● **WHAT TO DO**: Please copy out the records that follow, word for word.

● **PROVIDED RECORDS**:
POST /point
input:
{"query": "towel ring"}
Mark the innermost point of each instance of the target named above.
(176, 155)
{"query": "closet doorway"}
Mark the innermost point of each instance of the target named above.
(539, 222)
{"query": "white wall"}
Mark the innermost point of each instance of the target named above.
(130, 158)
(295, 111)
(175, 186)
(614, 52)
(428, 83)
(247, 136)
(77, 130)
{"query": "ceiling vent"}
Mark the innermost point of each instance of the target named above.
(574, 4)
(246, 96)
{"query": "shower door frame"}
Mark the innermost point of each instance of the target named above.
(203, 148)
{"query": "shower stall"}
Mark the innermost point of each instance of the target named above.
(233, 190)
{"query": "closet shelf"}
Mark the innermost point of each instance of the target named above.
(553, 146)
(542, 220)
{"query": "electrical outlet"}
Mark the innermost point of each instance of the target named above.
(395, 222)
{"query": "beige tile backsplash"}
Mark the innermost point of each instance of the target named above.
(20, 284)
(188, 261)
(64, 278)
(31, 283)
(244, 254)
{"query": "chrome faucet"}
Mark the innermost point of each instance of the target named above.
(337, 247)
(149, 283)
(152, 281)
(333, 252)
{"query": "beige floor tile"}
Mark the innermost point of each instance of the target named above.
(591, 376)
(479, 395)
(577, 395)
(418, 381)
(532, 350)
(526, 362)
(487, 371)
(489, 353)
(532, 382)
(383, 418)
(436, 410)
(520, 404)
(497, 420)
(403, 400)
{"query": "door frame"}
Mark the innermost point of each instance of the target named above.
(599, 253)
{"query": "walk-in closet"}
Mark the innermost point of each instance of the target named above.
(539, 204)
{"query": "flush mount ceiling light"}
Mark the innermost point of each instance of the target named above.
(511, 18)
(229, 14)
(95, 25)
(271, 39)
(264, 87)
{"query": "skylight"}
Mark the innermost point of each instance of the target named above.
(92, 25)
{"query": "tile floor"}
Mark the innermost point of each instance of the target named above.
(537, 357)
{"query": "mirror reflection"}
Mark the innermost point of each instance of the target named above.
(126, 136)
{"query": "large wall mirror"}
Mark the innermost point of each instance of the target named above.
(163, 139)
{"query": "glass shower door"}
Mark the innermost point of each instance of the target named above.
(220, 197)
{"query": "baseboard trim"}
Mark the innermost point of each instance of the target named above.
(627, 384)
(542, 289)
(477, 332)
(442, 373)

● **EXERCISE OUTPUT**:
POST /point
input:
{"query": "towel ring"}
Mark the innermost point of each instance of the target named above.
(176, 155)
{"query": "closet doorway"}
Mark the innermost point of each instance of the target named above.
(539, 222)
{"query": "white wall"}
Mark the innermost point of each instance of the target named above.
(130, 158)
(295, 111)
(175, 186)
(614, 52)
(428, 83)
(247, 136)
(77, 130)
{"query": "ceiling vent"}
Mark the innermost point of each instance of the target named above.
(574, 4)
(246, 96)
{"query": "shower door frame"}
Mark the innermost point of each instance of the target named above.
(203, 148)
{"query": "shower stall"}
Mark the innermost point of each instance of the target named above.
(233, 190)
{"query": "closet shelf"}
Mark the innermost point of each instance of the target named above.
(553, 146)
(542, 220)
{"query": "electrical outlet"}
Mark the innermost point of each instance of the target named above.
(395, 222)
{"query": "beige tile backsplash"}
Mark the innermost point of each instance of the target named above.
(20, 284)
(188, 261)
(64, 278)
(31, 283)
(244, 254)
{"query": "chrome faucet"}
Mark the innermost point of each instance of the target named above.
(337, 247)
(149, 283)
(152, 281)
(333, 252)
{"query": "beige floor tile"}
Mark the innermost point of each instance of the target named above.
(591, 376)
(479, 395)
(577, 395)
(418, 381)
(532, 350)
(526, 362)
(487, 371)
(489, 353)
(532, 382)
(383, 418)
(436, 410)
(520, 404)
(497, 420)
(403, 400)
{"query": "door frame"}
Mark the innermost point of each instance of the target named above.
(599, 253)
{"query": "walk-in closet"}
Mark the innermost point of each instance of the target named above.
(539, 204)
{"query": "flush mount ceiling light"}
Mark the innermost point of each instance of the target named above.
(511, 18)
(229, 14)
(95, 25)
(271, 39)
(264, 87)
{"query": "skylight"}
Mark the innermost point of each instance of the target named above.
(92, 25)
{"query": "tile floor"}
Mark the innermost point of each instance of the target named above.
(537, 357)
{"query": "mirror reflection"}
Mark the innermost point of each instance of the target named above.
(126, 136)
{"query": "large wall mirror"}
Mark the innermost point of each instance of the target named above.
(163, 139)
{"query": "glass shower door"}
Mark the innermost point of each instance of the target named above.
(220, 197)
{"query": "baseboard trim"}
Mark the innermost point of each instance of the target named above.
(627, 384)
(542, 289)
(477, 332)
(442, 373)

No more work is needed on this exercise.